[Consigne 1]: Recopiez fidèlement le passage de l'extrait allant de "Notre région, moins" à "dont 569 disponibles.".
[Consigne 2]: D'après l'extrait, combien de lits de soins critiques restent disponibles dans la région ?

[Extrait]:
-=-=-=-=-

Notre région, moins touchée 

Aujourd’hui, ce sont 36 patients, en provenance également de l’Est, qui sont attendus en Nouvelle-Aquitaine. C’est, à ce jour, la plus importante évacuation sanitaire de patients du Covid-19 sur le territoire français. Moins touchée que d’autres pour l’instant par la pandémie, notre région dispose encore en «soins critiques» (incluant la réanimation, les soins intensifs et continus) de 1 640 lits, dont 569 disponibles.

-=-=-=-=-

[Entrées extraites]:
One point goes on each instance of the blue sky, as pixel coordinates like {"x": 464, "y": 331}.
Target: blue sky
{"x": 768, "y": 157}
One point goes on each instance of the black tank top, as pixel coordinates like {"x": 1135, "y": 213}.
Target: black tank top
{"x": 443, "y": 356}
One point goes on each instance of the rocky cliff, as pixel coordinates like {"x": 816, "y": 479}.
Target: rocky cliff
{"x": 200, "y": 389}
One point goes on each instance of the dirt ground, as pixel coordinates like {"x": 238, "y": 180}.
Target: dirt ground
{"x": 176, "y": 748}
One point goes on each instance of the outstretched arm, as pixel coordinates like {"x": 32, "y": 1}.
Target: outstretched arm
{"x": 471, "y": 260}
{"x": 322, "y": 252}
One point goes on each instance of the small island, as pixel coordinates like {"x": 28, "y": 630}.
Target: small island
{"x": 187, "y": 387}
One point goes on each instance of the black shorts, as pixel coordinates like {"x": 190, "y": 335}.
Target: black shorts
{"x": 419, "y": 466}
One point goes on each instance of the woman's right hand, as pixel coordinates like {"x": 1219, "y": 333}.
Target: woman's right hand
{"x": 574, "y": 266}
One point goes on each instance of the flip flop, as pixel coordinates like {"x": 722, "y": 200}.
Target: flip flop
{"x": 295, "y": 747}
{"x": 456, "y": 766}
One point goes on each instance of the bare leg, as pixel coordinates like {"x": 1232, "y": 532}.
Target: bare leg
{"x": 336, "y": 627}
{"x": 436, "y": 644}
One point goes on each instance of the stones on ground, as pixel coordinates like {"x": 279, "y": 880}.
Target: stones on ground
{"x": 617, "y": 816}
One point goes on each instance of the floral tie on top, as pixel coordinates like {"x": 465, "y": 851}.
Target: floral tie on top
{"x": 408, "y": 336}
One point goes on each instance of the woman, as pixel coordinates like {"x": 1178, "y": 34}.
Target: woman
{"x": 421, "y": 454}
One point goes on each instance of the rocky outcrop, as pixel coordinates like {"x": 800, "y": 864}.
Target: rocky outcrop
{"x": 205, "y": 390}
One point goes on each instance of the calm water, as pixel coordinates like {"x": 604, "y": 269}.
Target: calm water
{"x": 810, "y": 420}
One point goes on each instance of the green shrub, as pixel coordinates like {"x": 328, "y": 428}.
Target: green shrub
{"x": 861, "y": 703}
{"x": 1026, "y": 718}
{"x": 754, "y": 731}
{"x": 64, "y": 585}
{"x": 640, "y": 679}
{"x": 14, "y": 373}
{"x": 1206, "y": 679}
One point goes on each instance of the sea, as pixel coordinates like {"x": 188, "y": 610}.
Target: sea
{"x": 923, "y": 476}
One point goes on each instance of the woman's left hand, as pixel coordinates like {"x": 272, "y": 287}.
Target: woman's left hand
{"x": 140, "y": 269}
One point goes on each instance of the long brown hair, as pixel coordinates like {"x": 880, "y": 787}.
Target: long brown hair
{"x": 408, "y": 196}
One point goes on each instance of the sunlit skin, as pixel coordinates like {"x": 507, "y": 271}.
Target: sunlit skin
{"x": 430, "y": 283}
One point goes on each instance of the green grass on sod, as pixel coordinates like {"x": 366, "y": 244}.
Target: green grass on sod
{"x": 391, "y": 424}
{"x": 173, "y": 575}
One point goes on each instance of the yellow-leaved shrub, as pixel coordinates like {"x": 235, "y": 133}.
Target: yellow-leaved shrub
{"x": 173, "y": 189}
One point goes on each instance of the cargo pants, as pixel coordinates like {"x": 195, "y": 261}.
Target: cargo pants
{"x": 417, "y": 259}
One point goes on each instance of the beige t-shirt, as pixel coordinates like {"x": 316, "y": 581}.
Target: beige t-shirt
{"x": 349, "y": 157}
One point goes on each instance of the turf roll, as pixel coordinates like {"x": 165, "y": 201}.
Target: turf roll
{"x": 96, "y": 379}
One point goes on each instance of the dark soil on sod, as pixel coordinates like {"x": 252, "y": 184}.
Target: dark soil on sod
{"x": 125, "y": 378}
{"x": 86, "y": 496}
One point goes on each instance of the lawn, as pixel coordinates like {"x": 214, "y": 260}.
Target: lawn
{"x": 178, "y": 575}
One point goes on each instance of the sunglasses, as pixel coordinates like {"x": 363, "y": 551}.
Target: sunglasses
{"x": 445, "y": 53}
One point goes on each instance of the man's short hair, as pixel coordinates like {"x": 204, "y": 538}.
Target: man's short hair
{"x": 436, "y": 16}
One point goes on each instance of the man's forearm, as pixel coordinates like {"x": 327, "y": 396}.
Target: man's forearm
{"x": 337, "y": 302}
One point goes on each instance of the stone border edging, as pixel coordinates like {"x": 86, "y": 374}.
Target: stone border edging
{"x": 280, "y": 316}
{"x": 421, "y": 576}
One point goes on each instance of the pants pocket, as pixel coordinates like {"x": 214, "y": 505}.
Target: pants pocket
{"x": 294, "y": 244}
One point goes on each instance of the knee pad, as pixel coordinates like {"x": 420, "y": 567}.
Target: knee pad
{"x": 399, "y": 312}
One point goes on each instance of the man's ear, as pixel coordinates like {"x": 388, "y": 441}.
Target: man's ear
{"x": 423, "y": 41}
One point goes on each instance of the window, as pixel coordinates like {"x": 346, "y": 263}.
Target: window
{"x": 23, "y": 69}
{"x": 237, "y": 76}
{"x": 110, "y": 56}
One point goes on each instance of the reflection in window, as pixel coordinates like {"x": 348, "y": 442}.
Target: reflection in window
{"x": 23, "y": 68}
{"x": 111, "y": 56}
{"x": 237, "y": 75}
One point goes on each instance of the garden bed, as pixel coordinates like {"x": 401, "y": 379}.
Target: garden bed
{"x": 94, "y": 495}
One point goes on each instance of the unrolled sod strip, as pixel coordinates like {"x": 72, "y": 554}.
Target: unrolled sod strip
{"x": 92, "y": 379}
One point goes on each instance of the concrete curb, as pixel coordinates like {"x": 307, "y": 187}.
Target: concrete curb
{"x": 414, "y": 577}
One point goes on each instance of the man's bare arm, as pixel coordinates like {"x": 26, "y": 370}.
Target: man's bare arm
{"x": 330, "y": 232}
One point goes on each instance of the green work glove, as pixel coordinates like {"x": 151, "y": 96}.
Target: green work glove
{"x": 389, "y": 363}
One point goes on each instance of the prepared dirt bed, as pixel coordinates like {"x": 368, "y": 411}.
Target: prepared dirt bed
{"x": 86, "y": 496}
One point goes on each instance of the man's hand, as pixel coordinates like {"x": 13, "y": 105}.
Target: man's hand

-=-=-=-=-

[Votre solution 1]:
Notre région, moins touchée 

Aujourd’hui, ce sont 36 patients, en provenance également de l’Est, qui sont attendus en Nouvelle-Aquitaine. C’est, à ce jour, la plus importante évacuation sanitaire de patients du Covid-19 sur le territoire français. Moins touchée que d’autres pour l’instant par la pandémie, notre région dispose encore en «soins critiques» (incluant la réanimation, les soins intensifs et continus) de 1 640 lits, dont 569 disponibles.

[Votre solution 2]: 569 lits, sur un total de 1 640.